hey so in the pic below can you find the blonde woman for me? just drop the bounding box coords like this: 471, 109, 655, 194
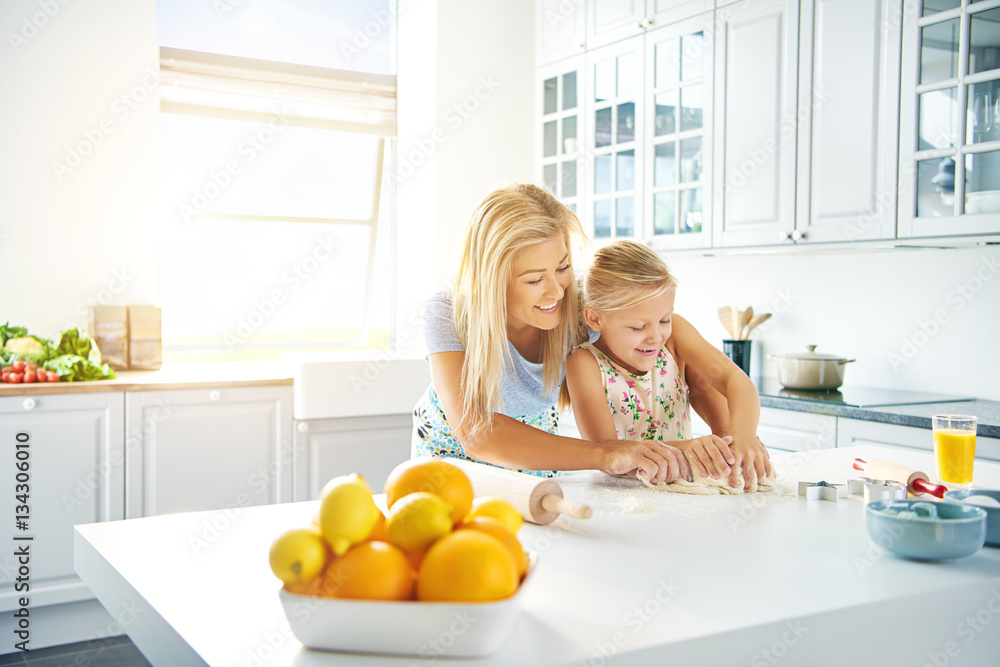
565, 241, 772, 490
412, 184, 690, 483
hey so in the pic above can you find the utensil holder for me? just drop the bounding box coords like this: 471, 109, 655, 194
723, 340, 751, 375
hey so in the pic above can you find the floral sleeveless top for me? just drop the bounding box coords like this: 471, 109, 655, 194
576, 342, 691, 441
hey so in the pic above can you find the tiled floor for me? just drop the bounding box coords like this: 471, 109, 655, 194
0, 636, 151, 667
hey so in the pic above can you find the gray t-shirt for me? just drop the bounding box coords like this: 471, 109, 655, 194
423, 291, 558, 418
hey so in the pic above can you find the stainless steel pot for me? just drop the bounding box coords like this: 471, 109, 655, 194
768, 345, 856, 390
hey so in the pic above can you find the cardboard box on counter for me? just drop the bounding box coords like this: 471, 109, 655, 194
90, 306, 129, 371
128, 306, 162, 370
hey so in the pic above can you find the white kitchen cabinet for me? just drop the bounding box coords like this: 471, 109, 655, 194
587, 0, 714, 51
794, 0, 901, 243
837, 417, 1000, 463
897, 0, 1000, 238
537, 0, 586, 66
692, 406, 836, 453
538, 55, 586, 215
124, 385, 293, 518
0, 392, 124, 612
292, 414, 412, 501
645, 13, 715, 249
713, 0, 799, 248
586, 36, 645, 240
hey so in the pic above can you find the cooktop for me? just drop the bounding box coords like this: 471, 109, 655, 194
753, 377, 974, 408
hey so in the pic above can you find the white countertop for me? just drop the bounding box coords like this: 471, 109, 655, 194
74, 446, 1000, 666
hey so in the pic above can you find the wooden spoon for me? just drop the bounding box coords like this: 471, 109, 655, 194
731, 308, 741, 342
739, 306, 753, 340
718, 306, 736, 338
744, 313, 772, 339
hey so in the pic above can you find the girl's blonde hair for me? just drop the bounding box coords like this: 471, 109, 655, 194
452, 183, 586, 436
581, 240, 677, 315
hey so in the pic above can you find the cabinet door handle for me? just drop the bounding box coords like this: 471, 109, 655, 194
208, 390, 221, 402
297, 422, 309, 433
22, 398, 36, 411
778, 231, 793, 242
792, 230, 805, 241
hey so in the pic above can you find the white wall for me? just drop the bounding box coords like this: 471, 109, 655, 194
0, 0, 159, 337
395, 0, 536, 357
669, 245, 1000, 401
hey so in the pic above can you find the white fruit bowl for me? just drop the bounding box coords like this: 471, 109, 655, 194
278, 552, 537, 658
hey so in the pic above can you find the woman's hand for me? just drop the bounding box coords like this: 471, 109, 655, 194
727, 435, 772, 490
671, 435, 735, 481
597, 440, 692, 485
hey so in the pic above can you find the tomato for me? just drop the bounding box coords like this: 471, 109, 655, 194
11, 360, 25, 373
1, 366, 10, 374
8, 373, 22, 383
1, 373, 9, 383
46, 371, 60, 382
23, 370, 36, 383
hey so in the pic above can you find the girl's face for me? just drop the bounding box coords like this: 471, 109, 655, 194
506, 235, 573, 334
587, 289, 675, 375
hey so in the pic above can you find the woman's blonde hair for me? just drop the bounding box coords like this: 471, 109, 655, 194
582, 240, 678, 314
452, 183, 585, 436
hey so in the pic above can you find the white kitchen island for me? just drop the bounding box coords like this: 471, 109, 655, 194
73, 446, 1000, 666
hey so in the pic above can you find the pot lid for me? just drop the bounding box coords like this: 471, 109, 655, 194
774, 345, 850, 361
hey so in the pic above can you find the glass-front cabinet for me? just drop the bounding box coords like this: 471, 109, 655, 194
899, 0, 1000, 237
537, 56, 585, 217
645, 15, 713, 250
587, 38, 642, 240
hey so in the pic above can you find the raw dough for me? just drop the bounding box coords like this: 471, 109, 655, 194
636, 452, 777, 495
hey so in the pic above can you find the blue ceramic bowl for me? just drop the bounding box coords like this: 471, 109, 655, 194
866, 499, 986, 561
944, 489, 1000, 547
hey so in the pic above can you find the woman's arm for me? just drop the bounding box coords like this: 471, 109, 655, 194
670, 315, 772, 487
429, 350, 688, 484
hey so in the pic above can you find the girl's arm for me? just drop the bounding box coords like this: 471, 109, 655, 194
670, 315, 772, 488
429, 350, 688, 484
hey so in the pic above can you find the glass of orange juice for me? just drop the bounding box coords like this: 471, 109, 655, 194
932, 414, 977, 488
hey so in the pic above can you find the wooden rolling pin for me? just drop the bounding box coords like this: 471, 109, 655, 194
450, 459, 593, 525
852, 458, 948, 498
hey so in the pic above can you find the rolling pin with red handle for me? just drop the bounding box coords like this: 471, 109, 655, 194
853, 458, 948, 498
450, 459, 593, 525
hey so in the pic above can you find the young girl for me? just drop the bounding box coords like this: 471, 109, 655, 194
565, 240, 771, 490
411, 184, 690, 484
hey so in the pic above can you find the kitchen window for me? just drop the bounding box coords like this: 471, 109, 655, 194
155, 0, 396, 361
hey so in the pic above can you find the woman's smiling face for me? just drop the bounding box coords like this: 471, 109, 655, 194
506, 235, 573, 335
588, 289, 675, 375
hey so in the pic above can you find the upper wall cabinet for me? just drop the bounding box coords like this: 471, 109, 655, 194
538, 55, 586, 215
713, 0, 799, 247
588, 0, 715, 51
538, 0, 586, 66
795, 0, 901, 244
898, 0, 1000, 238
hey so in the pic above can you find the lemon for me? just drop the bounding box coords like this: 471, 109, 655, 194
384, 459, 474, 525
465, 496, 523, 534
269, 528, 328, 587
318, 473, 381, 556
385, 492, 454, 555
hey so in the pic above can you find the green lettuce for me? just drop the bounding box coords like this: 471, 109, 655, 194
43, 354, 116, 382
53, 328, 102, 365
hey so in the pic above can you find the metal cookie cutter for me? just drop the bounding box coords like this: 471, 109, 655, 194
798, 481, 847, 502
847, 477, 908, 503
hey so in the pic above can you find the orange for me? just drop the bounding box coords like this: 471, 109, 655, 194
417, 531, 519, 602
368, 510, 389, 542
456, 517, 528, 578
384, 459, 474, 525
320, 541, 415, 601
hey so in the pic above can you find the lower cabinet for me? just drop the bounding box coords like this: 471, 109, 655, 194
0, 392, 125, 613
125, 385, 293, 518
837, 418, 1000, 463
692, 406, 837, 453
293, 414, 413, 501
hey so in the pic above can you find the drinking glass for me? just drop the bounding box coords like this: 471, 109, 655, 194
932, 414, 977, 488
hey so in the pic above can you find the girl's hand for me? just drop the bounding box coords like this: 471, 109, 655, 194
727, 435, 772, 490
598, 440, 692, 485
671, 435, 736, 481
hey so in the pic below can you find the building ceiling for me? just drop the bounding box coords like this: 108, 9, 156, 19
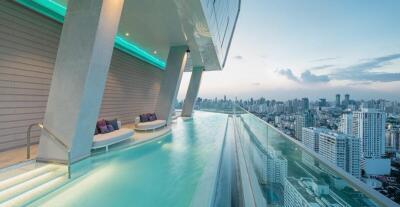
52, 0, 221, 71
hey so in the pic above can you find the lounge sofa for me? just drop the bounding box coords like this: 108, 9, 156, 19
93, 119, 134, 151
135, 113, 166, 131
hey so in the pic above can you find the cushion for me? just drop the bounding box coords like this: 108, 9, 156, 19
148, 113, 156, 121
106, 119, 119, 130
99, 125, 109, 134
140, 114, 149, 122
97, 119, 106, 128
107, 124, 115, 132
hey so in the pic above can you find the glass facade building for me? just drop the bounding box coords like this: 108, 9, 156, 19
201, 0, 240, 67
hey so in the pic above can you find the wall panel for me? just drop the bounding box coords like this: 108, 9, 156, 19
0, 1, 163, 151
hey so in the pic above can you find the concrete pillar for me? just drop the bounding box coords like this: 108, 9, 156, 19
181, 67, 204, 117
37, 0, 124, 163
155, 46, 189, 123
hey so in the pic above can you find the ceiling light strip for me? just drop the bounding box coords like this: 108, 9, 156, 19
15, 0, 166, 70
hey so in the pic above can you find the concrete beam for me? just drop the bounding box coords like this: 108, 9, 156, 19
37, 0, 124, 163
155, 46, 188, 123
181, 67, 204, 117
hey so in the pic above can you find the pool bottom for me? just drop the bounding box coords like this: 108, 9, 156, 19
31, 112, 228, 207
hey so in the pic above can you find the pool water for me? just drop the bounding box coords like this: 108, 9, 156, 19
32, 112, 228, 207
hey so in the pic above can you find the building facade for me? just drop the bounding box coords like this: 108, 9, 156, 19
352, 108, 386, 159
295, 111, 315, 141
339, 112, 353, 135
336, 94, 341, 107
284, 177, 345, 207
302, 127, 327, 153
319, 131, 361, 179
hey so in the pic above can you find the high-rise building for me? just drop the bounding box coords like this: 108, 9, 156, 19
335, 94, 341, 107
385, 127, 400, 152
284, 177, 346, 207
295, 111, 315, 141
319, 131, 361, 179
344, 94, 350, 108
319, 98, 327, 107
339, 112, 353, 135
302, 97, 309, 111
252, 144, 288, 185
302, 127, 327, 153
352, 108, 386, 159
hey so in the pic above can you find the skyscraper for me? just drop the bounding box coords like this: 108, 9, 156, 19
302, 127, 326, 153
319, 98, 327, 107
339, 112, 353, 135
295, 111, 315, 141
335, 94, 341, 107
302, 97, 309, 111
352, 108, 386, 159
344, 94, 350, 108
385, 125, 400, 152
319, 131, 361, 179
284, 177, 345, 207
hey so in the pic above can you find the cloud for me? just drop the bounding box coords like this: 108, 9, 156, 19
330, 53, 400, 82
275, 69, 329, 83
301, 70, 330, 83
346, 81, 373, 86
276, 68, 300, 82
309, 64, 335, 71
233, 55, 243, 60
252, 82, 261, 86
312, 57, 339, 62
276, 53, 400, 85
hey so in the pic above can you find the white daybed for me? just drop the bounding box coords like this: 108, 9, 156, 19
135, 117, 166, 131
93, 121, 134, 151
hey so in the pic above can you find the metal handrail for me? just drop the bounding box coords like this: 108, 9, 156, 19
27, 123, 71, 179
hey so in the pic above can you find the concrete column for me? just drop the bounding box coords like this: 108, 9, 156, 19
181, 67, 204, 117
155, 46, 189, 123
37, 0, 124, 163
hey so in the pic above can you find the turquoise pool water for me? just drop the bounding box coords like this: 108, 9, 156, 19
32, 112, 228, 207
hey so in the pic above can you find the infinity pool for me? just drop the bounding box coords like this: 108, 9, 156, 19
32, 112, 228, 207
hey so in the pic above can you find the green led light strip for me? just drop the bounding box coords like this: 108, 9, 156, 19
15, 0, 166, 69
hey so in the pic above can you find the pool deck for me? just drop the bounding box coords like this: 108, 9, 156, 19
0, 124, 172, 169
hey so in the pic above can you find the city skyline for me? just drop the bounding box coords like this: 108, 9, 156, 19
177, 0, 400, 101
178, 94, 400, 102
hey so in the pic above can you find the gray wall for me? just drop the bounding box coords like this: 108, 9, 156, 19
0, 1, 163, 151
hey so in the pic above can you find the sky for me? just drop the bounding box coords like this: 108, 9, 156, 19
177, 0, 400, 101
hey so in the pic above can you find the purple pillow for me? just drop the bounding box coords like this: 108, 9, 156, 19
99, 125, 109, 134
97, 119, 106, 128
146, 113, 152, 121
148, 113, 156, 121
107, 124, 114, 132
106, 119, 119, 130
140, 114, 149, 122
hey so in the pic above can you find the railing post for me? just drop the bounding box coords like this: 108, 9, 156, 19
26, 123, 36, 159
27, 122, 72, 179
68, 151, 71, 179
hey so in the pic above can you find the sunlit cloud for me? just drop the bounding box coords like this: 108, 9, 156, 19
275, 69, 330, 83
311, 57, 339, 62
330, 53, 400, 82
275, 68, 300, 82
309, 64, 335, 71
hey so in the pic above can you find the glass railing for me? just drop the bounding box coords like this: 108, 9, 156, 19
230, 105, 397, 207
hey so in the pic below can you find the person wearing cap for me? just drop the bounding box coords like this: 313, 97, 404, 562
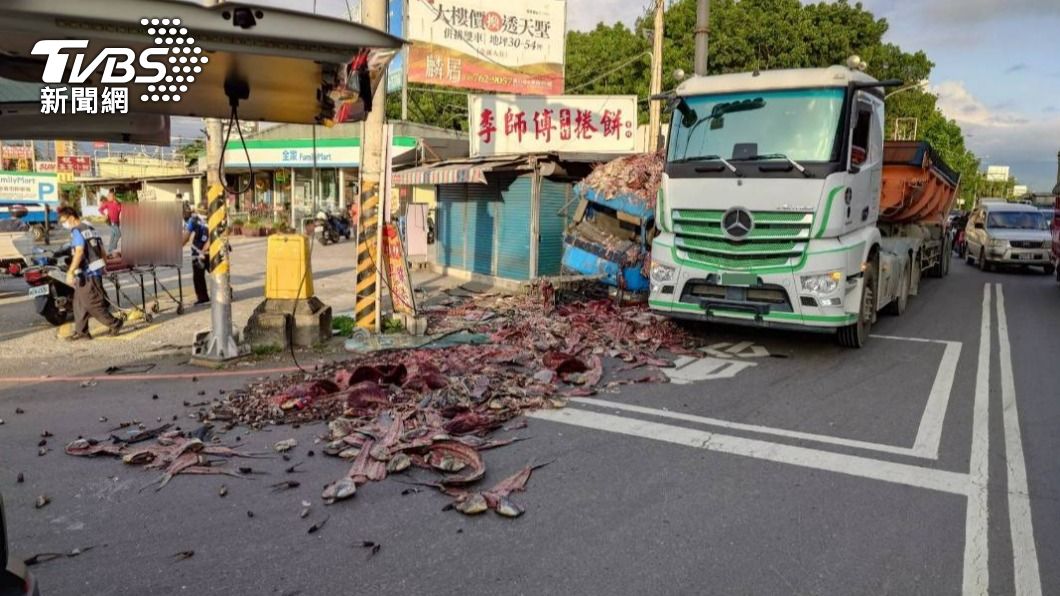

━━━━━━

About this exercise: Write out again, exactly, each line from the one with "hey so in the pic above can you find the sunlit" to the end of the entries. No pictures go in.

Response:
hey so in the pic above can you find the sunlit cloud for me? just drop the bounding box coords like this: 108, 9, 156, 19
275, 69, 330, 83
311, 57, 339, 62
330, 53, 400, 82
275, 68, 300, 82
309, 64, 335, 71
hey so in the pic above can you find the glass railing for me? just drop the bounding box coords like this: 108, 9, 156, 19
230, 105, 397, 207
hey so in the pic below can you find the person wearing cap for me? just drop the bounding box coords like this: 313, 97, 404, 562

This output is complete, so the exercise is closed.